── Passage

# 4/12/15 Ft Pickens - The Good and the Bad



## Penn720 (Nov 1, 2013)

My Father-inlaw, my son and I decided to head to Ft Pickens on Sunday since the Pompano have been on fire out there. It was cloudy with on and off light rain, and the surf was about a foot or so with a light ESE wind. The tide was really high and there were traces of Sargasom weed in the water. We started off using shrimp but switched to fleas as they weren't that hard to catch. 
As we had hoped, the Pomps were still there in force. We caught 5 about 30 minutes. A school/pod of porpoises decided to check out the action so the the bite stopped for about 20 minutes. It started to pick back up as we caught one more pomp and a sting ray. That was the end of the good, and the start of the bad.
After casting back out, I was wading in and right at the shorebreak I felt a sharp pain in my toe. At first I thought it was the ray we hd just released. But once I got out of the water I could see it was a hook, still attached to some sort of leader with a 1' diameter loop on it. After a close inspection we decided an emergency room trip was necessary.
I know we preach and preach about never leave discarded hooks and leaders on the beach or in the water but I guess some people just don't have a clue. I've been surf fishing, surfing and swimming in the Gulf for 40 years and have managed only a few scrapes and scratches from shells and crabs. And now some jerk tosses out an old leader and Bamm, I'm in the ER.
Just in case somebody still doesn't understand, " DO NOT THROW OUT OLD HOOKS AND LEADERS ON THE BEACH, OR IN THE WATER!!!!

Sorry, No pics of the fish due to the rain and ER visit. Toe pic taken in the truck. The hook didn't go "through" my toe as it might look in the pic. The shank is curved around my toe and then in it.


----------



## J0nesi (Jun 22, 2011)

WOW thats gotta suck.


----------



## servo765 (May 25, 2013)

yikes! damn scumbags….

My brother has a really gruesome picture of a 10/0 black chrome octopus hook clean through the palm of his hand, so I suppose it could be worse!


----------



## Rightbrained (Apr 5, 2013)

Man , that looks painful! 
Unfortunaltely whoever left that behind has never had that happen to them.


----------



## Jason B (Jul 3, 2014)

That sucks


----------



## Jason (Oct 2, 2007)

Ouch.......definitely wasn't worth $50.00!!! Sorry fer the ER visit! At least you smelled good and they probably wanted to get you in and out in a hurry!


----------



## Sailor50 (Nov 8, 2007)

Sorry for the pain, gotta hurt. As a note, I have lost rigs in the gulf (broke line) accidentally, no way to find them. And have snagged a broken leader with hooks once, so it happens. Another thing you have to watch is some people dont throw catfish back, leave them on the beach, get buried in sand, and someone gets a barb in their foot. Good report, appreciate it.


----------



## fishin for pompanos (May 10, 2012)

────

### List of tasks:
- A) Reproduce the part of the Ft Pickens thread that begins with the words "I know we preach" and stops after "I'm in the ER.".
- B) List the usernames of everyone who posted a reply with written text beneath the opening report in the Ft Pickens thread.

── Dataset records

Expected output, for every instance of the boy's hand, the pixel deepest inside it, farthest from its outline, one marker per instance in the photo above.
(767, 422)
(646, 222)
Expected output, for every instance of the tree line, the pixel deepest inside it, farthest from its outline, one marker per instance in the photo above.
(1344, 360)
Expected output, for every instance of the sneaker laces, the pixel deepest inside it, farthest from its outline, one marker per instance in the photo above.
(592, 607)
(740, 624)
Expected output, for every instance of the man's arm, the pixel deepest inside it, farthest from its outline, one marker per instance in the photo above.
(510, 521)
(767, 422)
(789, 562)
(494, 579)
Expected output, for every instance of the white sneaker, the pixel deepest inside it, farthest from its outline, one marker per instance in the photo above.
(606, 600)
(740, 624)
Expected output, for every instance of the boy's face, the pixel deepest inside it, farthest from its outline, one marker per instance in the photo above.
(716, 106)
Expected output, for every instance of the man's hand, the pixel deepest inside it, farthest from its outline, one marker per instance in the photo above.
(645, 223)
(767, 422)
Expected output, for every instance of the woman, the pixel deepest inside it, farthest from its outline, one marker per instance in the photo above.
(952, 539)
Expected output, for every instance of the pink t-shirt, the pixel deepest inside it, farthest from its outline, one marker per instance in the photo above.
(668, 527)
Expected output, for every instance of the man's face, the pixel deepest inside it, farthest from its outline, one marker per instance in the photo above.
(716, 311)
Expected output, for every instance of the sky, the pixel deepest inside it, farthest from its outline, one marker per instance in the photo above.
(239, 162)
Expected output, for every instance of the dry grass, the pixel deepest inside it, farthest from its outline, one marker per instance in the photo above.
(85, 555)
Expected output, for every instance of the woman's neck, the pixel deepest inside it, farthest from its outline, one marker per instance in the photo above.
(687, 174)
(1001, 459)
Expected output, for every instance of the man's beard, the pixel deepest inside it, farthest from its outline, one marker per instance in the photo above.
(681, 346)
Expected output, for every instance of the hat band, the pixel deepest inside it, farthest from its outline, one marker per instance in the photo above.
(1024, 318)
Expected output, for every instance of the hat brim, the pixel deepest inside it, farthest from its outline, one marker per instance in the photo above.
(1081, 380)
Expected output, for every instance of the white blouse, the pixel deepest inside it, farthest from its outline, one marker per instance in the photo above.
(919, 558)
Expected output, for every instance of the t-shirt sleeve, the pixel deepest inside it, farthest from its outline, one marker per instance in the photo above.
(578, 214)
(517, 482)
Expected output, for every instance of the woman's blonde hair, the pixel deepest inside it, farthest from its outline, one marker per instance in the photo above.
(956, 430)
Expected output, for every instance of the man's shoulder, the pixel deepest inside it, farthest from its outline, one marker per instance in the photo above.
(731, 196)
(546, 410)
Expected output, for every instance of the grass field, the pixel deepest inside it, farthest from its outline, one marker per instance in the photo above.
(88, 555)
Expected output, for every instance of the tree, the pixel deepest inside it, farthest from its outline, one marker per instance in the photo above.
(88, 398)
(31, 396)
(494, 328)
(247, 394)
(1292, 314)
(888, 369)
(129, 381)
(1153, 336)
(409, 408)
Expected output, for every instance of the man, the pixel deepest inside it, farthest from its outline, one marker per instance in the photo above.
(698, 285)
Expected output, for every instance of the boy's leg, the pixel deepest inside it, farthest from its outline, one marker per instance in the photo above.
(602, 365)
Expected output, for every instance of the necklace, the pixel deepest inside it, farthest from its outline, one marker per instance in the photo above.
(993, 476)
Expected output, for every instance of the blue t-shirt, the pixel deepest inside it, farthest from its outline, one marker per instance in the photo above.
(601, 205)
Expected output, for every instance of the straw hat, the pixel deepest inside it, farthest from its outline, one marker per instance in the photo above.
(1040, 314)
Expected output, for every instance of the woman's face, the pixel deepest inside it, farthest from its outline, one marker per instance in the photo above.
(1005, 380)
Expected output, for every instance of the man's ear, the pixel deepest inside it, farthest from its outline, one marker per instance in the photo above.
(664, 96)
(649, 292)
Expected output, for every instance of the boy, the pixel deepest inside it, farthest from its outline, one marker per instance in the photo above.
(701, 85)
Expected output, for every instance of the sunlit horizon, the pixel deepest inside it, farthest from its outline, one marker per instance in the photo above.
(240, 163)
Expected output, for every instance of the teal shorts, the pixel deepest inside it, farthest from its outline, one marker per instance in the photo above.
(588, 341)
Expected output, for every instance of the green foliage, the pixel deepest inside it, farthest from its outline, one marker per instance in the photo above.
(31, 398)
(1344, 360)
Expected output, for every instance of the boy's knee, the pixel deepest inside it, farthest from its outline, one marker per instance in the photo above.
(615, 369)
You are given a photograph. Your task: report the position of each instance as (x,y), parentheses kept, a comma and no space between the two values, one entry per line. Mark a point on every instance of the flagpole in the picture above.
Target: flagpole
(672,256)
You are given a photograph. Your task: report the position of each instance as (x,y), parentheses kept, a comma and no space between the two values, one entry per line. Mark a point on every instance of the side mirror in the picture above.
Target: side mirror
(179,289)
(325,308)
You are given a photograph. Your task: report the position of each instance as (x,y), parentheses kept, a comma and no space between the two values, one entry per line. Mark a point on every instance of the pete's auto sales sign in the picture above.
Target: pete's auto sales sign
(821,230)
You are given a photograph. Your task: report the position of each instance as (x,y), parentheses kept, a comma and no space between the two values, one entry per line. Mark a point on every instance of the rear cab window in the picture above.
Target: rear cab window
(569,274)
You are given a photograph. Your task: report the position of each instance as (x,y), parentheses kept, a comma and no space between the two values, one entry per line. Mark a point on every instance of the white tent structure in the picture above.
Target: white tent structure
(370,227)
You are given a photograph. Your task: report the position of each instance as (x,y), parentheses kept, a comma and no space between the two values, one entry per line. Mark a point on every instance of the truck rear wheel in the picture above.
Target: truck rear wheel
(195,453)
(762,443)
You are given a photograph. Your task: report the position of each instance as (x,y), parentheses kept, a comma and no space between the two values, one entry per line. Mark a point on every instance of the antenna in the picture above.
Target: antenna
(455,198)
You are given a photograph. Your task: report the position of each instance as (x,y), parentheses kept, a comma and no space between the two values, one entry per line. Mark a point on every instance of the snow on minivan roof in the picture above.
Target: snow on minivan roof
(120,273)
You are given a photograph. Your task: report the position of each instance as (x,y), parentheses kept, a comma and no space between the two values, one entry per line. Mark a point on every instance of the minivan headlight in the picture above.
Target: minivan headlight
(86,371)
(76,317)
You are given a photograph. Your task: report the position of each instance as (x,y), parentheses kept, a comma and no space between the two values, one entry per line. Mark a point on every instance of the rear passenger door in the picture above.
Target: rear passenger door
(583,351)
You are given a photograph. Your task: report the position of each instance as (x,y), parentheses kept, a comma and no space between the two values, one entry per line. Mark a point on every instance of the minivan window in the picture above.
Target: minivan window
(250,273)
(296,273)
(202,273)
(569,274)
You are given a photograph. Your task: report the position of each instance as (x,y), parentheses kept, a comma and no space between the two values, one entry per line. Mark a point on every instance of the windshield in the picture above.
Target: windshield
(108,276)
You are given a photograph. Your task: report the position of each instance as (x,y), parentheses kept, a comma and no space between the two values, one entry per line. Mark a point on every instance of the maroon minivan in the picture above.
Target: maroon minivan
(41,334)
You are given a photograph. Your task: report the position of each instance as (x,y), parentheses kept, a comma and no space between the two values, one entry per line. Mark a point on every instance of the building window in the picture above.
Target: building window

────

### Task-by-task outputs:
- A)
I know we preach and preach about never leave discarded hooks and leaders on the beach or in the water but I guess some people just don't have a clue. I've been surf fishing, surfing and swimming in the Gulf for 40 years and have managed only a few scrapes and scratches from shells and crabs. And now some jerk tosses out an old leader and Bamm, I'm in the ER.

- B)
- J0nesi
- servo765
- Rightbrained
- Jason B
- Jason
- Sailor50